*** Opening of Passage to read ***

= Reprimo-like =

Human gene

Reprimo-like (RPRML) is a vertebrate gene located at human chromosome 17q21.32. It is a member of the Reprimo gene family which consists of two human-related protein-coding and intronless genes: Reprimo (RPRM) and RPRML. Although poorly characterized, this lineage has been implicated in important developmental and cancer processes.

== Function ==
RPRML is normally expressed during the embryonic development of zebrafish. Knocking down RPRML in this model, increases caspase-3 activity in the hemogenic endothelium, hindering the formation of hematopoietic precursor/stem cells and impairing definitive hematopoiesis.

*** Close of Passage to read ***
*** Opening of Provided data ***

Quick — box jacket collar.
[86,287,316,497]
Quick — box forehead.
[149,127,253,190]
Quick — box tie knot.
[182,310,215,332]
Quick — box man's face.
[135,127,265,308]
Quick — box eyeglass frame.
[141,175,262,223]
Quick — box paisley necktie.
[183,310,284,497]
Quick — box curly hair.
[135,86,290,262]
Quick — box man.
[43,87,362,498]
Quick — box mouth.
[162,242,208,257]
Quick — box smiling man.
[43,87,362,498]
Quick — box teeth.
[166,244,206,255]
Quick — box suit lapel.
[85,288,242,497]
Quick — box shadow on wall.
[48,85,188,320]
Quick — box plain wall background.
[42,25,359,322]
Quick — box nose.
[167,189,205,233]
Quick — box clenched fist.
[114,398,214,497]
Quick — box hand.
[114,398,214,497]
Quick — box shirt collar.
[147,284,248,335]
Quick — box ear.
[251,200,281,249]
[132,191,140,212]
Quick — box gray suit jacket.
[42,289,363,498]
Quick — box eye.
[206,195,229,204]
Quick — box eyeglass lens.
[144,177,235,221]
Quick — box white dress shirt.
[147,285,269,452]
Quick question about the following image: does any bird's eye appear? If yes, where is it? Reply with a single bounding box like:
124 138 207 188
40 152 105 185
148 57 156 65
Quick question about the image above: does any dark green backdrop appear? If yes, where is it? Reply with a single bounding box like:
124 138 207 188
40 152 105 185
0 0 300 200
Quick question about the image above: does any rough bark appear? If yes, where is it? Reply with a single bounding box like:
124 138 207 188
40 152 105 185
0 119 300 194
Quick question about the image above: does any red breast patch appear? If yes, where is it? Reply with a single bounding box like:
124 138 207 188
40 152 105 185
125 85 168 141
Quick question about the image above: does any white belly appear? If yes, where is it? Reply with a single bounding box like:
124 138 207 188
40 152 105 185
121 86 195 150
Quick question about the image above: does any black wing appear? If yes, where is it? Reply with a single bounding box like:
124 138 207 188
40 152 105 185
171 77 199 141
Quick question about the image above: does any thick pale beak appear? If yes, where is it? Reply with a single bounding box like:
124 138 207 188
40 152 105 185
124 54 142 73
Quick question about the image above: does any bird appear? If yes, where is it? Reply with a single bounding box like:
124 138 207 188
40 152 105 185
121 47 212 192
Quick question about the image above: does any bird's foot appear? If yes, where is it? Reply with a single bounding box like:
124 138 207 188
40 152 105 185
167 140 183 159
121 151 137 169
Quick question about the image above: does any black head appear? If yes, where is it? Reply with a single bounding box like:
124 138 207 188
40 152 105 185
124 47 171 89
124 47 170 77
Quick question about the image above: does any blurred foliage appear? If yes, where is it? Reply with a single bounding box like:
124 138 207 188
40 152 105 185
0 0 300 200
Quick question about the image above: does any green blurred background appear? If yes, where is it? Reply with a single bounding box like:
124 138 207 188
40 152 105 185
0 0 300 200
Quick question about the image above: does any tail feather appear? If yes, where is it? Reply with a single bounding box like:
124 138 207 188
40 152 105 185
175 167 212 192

*** Close of Provided data ***

== Aim of the exercise ==
Write the next part of the article on the Reprimo-like gene, picking up after its last sentence.

== Your response ==
In humans, RPRML protein expression has been reported in the cytoplasm of glandular and foveolar epithelial cells of the stomach. Analyses of multiple gastric tumors show its expression is significantly downregulated when compared to normal adjacent tissues. This loss of expression is associated with a reduction of the apoptotic marker cleaved caspase-3 and with a worse prognosis of patients with advanced stages of the disease. RPRML overexpression in gastric cancer cell lines inhibits cell cycle progression at the G2/M phase, reduces cell proliferation, clonogenic capacity, and anchorage-independent growth. Hence, it has been proposed as a novel tumor suppressor gene. In colorectal cancer cells, RPRML is a target of Wnt/β-catenin signaling pathway. Further research is warranted to fully elucidate its biological function.

Similar to its homolog RPRM, the silencing of RPRML in gastric cancer is mediated by DNA methylation. Circulating methylated RPRML DNA in plasma samples has been successfully explored as a non-invasive biomarker for gastric cancer diagnosis.